### PAGE EXCERPT
The Colorado Avalanche came from two goals behind to defeat the Anaheim Ducks in their first game in 16 days at Ball Arena in Denver, Colorado, on Sunday.
It wasn’t perfect from the Avalanche, far from it, but they picked up two points on their return, and that is all that matters for now. Exactly like you’d expect from a team off for 16 days, the start was slow, but as the game went on, the Avalanche grew and found a way to win.
Here are our three takeaways from the game on Sunday.
Avalanche Suffer From Rust After Break
Throughout most of the game, but especially in the first period, the Avalanche looked exactly like a team that had been away from the rink. Key passes failed to connect, shots didn’t hit the net, play wasn’t quite as crisp as we have come to expect from this team, and defensive coverage was a little below par.
All of this highlighted something about this team that I’ve thought about for a while: they are at their best when they are on a roll and in their groove. Some teams perform best when faced with adversity, but this is definitely a team that goes to an even greater level when they are on top and playing well.
Championship-winning teams find a way to win games when they are not at their best. That was the Avalanche last night, and they found a way to win. We still need to see this from them in the postseason, of course, but rescuing a game from behind when not at your best is a trait that this club needs to show more of, so it was good to see. The team is almost a third of the way through the season and remains favorites for the Stanley Cup, despite some early stumbles along the way.
KISS – Keep It Simple, Stupid
If there is one element of play that the Avalanche need to work on, that is keeping things simple. When you are not having much luck, and things are not perfect, I was always told to KISS – keep it simple, stupid.
I found myself shouting that at the screen on numerous occasions in the first period and also in the second a few times. They eventually managed to work this out towards the end of the game, getting shots on goal and not looking to score from the perfect play every time.

### AIM A
Copy out the entries word for word, starting at the line that contains "Task: indicate the upper floor window" and ending at the final line of the entries.
The article above and the entries that follow are unrelated material.

### INFORMATION PROVIDED
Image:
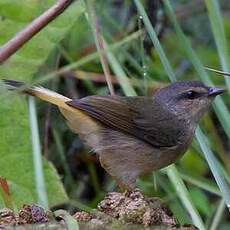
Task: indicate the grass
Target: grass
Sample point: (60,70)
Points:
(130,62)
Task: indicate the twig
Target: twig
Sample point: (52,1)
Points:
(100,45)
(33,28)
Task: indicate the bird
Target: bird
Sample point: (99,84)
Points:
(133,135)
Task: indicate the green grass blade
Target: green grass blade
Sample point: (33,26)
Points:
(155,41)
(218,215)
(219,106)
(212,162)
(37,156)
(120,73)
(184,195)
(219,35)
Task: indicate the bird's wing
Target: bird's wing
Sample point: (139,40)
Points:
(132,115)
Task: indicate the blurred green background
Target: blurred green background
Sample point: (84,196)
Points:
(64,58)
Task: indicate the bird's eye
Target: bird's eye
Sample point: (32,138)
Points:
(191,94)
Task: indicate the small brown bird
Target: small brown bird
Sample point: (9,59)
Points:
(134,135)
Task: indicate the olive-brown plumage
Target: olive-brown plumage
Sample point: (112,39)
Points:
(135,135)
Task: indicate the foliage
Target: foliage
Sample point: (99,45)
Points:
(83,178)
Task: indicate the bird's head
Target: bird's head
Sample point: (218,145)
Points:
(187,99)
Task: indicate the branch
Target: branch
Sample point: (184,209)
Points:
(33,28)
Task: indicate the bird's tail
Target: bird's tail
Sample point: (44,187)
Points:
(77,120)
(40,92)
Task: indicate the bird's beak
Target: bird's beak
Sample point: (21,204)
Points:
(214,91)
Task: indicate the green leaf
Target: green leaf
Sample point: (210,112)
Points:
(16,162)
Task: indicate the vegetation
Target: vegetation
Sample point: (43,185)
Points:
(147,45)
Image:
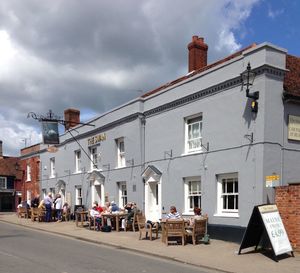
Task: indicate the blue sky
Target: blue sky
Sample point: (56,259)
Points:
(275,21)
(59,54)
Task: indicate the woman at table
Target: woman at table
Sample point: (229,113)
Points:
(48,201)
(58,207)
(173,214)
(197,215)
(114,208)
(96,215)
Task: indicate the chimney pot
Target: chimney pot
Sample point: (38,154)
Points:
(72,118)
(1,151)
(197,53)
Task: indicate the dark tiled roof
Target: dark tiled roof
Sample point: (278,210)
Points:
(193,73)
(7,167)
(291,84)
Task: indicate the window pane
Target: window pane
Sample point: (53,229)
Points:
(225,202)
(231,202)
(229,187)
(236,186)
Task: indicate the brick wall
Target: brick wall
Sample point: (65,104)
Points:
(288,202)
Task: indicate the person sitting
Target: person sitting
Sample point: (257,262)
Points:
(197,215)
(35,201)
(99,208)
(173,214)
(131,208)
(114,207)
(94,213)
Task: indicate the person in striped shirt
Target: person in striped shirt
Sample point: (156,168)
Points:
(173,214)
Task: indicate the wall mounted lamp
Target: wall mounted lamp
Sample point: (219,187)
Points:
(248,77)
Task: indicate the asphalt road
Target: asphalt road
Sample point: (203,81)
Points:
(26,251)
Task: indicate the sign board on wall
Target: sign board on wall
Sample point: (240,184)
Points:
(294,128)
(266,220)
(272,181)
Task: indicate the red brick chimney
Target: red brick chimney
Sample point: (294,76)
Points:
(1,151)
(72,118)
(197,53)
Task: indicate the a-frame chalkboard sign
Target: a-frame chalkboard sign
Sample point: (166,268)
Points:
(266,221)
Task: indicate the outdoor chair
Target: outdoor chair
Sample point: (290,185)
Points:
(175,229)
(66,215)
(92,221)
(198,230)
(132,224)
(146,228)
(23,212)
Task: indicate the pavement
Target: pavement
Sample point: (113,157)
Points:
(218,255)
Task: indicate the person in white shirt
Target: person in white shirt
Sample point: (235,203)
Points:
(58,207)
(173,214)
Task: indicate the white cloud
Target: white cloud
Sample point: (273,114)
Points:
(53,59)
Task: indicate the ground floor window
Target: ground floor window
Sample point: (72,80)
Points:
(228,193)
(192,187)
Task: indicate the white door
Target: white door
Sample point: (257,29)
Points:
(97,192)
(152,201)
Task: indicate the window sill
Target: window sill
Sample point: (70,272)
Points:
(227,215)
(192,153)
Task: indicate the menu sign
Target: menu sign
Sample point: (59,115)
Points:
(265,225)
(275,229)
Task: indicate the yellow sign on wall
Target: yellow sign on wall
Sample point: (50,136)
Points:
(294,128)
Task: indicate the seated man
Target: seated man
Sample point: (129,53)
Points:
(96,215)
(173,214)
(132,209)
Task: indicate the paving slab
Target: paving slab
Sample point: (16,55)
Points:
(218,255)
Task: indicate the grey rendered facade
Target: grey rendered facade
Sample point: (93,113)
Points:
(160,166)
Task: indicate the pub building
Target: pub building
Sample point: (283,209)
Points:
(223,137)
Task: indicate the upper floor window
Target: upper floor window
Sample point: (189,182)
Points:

### AIM B
Write the next part of the article on the Avalanche win over the Ducks, picking up after its last sentence.

### ANSWER A
Task: indicate the upper floor window
Target: upper floor window
Sample point: (189,182)
Points:

### ANSWER B
As the game progressed, the Avalanche found a way to turn their usually complex style into something a little easier to play, and one that created more chances while also limiting the Ducks. Simple transitional play, smarter zone clearances and firing pucks to the net, the Avalanche outshot Anaheim 12-6 in the final period. From the moment Gabriel Landeskog made the game 2-2 with 16 minutes to play, there was only ever going to be one winner, barring something wild happening.
Trust in Logan O’Connor to Deliver
Go back 12 months, and had you asked Avalanche fans to name the forward they would least like to get a big opportunity, many would have said Logan O’Connor. Fast forward back to the present day, and he’s quickly becoming one of the most trusted players in the bottom-six.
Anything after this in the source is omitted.